▸ **Set exercise**
Copy the lines below word for word.
=== Given data ===
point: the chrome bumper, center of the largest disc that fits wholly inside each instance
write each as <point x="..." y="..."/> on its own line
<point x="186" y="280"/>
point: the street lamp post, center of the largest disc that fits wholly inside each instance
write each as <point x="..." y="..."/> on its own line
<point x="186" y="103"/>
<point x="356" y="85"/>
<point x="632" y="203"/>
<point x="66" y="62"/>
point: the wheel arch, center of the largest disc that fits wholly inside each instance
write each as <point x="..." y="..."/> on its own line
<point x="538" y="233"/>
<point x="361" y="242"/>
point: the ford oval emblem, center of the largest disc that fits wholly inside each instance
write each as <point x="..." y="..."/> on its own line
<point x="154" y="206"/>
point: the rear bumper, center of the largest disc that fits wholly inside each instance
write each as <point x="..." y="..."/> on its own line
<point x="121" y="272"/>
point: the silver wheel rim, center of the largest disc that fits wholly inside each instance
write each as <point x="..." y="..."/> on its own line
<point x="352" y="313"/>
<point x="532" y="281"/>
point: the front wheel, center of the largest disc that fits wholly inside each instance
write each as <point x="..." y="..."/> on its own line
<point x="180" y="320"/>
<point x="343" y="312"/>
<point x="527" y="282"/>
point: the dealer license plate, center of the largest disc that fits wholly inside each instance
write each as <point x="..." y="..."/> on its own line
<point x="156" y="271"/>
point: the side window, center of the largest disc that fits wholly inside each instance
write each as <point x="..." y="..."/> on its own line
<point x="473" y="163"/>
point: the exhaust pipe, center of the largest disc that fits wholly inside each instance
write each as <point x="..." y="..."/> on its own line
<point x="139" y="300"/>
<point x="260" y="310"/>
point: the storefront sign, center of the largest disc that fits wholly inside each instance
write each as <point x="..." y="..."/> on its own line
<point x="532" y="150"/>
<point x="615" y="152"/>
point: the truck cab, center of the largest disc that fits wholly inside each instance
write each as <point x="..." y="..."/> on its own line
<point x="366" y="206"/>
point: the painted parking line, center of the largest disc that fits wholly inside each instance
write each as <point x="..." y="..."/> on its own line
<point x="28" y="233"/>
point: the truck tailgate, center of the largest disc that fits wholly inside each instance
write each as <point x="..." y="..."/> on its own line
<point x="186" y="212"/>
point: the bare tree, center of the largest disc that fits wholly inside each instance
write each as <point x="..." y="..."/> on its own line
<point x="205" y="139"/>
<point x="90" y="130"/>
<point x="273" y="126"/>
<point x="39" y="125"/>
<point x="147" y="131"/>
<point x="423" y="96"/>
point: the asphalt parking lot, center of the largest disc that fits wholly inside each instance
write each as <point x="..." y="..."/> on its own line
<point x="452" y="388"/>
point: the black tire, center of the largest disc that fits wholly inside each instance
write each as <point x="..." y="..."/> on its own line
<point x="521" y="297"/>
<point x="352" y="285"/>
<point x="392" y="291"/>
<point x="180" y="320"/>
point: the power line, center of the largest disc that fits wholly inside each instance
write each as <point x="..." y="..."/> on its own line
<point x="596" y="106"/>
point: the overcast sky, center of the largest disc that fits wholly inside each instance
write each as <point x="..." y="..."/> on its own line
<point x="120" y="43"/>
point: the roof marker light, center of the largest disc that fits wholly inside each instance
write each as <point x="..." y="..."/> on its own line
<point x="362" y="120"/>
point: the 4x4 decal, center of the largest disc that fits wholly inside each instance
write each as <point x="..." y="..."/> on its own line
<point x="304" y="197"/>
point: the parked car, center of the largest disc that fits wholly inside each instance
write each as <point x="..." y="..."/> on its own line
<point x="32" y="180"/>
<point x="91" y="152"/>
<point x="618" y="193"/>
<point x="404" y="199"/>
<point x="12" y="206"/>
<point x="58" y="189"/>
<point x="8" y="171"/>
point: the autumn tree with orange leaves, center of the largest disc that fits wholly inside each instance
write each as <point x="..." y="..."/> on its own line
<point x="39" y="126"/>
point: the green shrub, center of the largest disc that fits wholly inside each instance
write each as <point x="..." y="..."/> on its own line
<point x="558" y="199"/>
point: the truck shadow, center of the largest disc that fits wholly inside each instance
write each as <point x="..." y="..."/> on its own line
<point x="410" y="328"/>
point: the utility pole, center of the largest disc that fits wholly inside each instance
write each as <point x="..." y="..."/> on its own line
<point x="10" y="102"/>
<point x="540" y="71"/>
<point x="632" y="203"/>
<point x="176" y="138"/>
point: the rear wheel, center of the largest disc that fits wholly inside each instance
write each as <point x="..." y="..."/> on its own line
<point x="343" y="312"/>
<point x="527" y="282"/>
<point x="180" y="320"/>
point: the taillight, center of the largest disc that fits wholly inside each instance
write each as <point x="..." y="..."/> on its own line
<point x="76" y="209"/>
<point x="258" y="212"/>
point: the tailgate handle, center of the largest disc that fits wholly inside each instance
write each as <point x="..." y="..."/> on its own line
===
▸ **Right answer**
point: the chrome bumper, center of the largest disc that fits wholly inside each instance
write each as <point x="..." y="..."/> on its own line
<point x="186" y="280"/>
point: the street lamp post, center of the largest disc that fits wholly inside each instance
write each as <point x="..." y="..."/> on its own line
<point x="186" y="103"/>
<point x="356" y="85"/>
<point x="632" y="203"/>
<point x="66" y="62"/>
point: the wheel arch, center of the largest disc that fits wholly inside each instance
write each as <point x="..." y="..."/> on its own line
<point x="538" y="233"/>
<point x="361" y="242"/>
point: the ford oval emblem, center of the largest disc that fits wholly inside each instance
write each as <point x="..." y="..."/> on its own line
<point x="154" y="206"/>
point: the rear bumper, center of the largest disc that fits wholly inside each instance
write each as <point x="..." y="..."/> on its own line
<point x="121" y="272"/>
point: the silver wheel rim, center of the largest disc that fits wholly inside each instance
write each as <point x="..." y="..."/> on its own line
<point x="352" y="313"/>
<point x="532" y="281"/>
point: the front wheel, center of the largest disc that fits wholly inside each instance
write each as <point x="..." y="..."/> on its own line
<point x="180" y="320"/>
<point x="343" y="312"/>
<point x="527" y="282"/>
point: the dealer license plate, center of the largest disc that fits wholly inside each instance
write each as <point x="..." y="..."/> on its own line
<point x="156" y="271"/>
point: the side window, center of the largest disc that fits wholly inside each instance
write each as <point x="..." y="..."/> on its own line
<point x="473" y="163"/>
point: the exhaust pipe, center of the largest disc that fits wholly inside each instance
write each as <point x="..." y="..."/> on its own line
<point x="139" y="300"/>
<point x="260" y="310"/>
point: the storefront sign, center of the largest disc that fits wholly inside each instance
write each as <point x="..." y="..."/> on its own line
<point x="532" y="150"/>
<point x="615" y="152"/>
point: the truck cab, center of the largest disc that fits wholly inside each instance
write each as <point x="..." y="..."/> on its own line
<point x="366" y="206"/>
point: the painted parking line, center of the largest disc that fits wholly inside each instance
write each as <point x="..." y="..."/> on its own line
<point x="28" y="233"/>
point: the truck tailgate, center of the largest disc that fits wholly inside each instance
write each as <point x="..." y="..."/> on its own line
<point x="186" y="212"/>
point: the bare tree, center of the largest disc that fits wholly inside each instance
write each as <point x="..." y="..."/> on its own line
<point x="205" y="139"/>
<point x="90" y="130"/>
<point x="273" y="126"/>
<point x="39" y="125"/>
<point x="147" y="131"/>
<point x="423" y="96"/>
point: the asphalt parking lot, center of the largest disc that fits wholly inside each instance
write each as <point x="..." y="..."/> on its own line
<point x="452" y="388"/>
point: the black tire, center of the largest disc that fits wholly inside each instance
write each as <point x="..." y="..."/> on its own line
<point x="521" y="297"/>
<point x="352" y="285"/>
<point x="392" y="291"/>
<point x="180" y="320"/>
point: the power line, center of the largest disc that fits wholly inside each instance
write each as <point x="..." y="..."/> on its own line
<point x="596" y="106"/>
point: the overcast sky, center of the largest disc that fits wholly inside each instance
write each as <point x="..." y="..."/> on its own line
<point x="120" y="43"/>
point: the roof marker light, center of the largest disc that fits wholly inside each instance
write each as <point x="..." y="..."/> on its own line
<point x="362" y="120"/>
point: the 4x4 decal, center of the largest disc that fits wholly inside each instance
write each as <point x="..." y="..."/> on its own line
<point x="304" y="197"/>
point: the parked car, center of the largest disc that fits wholly inside each instance
write each as <point x="..." y="..."/> on its own line
<point x="32" y="180"/>
<point x="91" y="152"/>
<point x="618" y="193"/>
<point x="404" y="199"/>
<point x="12" y="206"/>
<point x="58" y="189"/>
<point x="8" y="171"/>
point: the autumn tree with orange leaves, center of the largest disc that fits wholly inside each instance
write each as <point x="..." y="..."/> on its own line
<point x="39" y="126"/>
point: the green shrub, center of the largest disc that fits wholly inside each instance
write each as <point x="..." y="..."/> on its own line
<point x="558" y="199"/>
point: the truck shadow, center of the largest disc that fits wholly inside each instance
write each as <point x="..." y="..."/> on its own line
<point x="410" y="328"/>
point: the utility pole, center of the largest disc that fits wholly inside each instance
write each as <point x="..." y="..."/> on its own line
<point x="10" y="102"/>
<point x="540" y="71"/>
<point x="632" y="203"/>
<point x="176" y="138"/>
point: the rear wheel, center of the largest disc that fits wholly inside each instance
write each as <point x="..." y="..."/> on its own line
<point x="343" y="312"/>
<point x="527" y="282"/>
<point x="180" y="320"/>
point: the taillight, center of the largest disc that fits wholly inside each instance
write each as <point x="..." y="..."/> on its own line
<point x="76" y="209"/>
<point x="258" y="212"/>
point: the tailgate handle, center of the largest disc that fits wholly inside each instance
write each as <point x="..." y="..."/> on its own line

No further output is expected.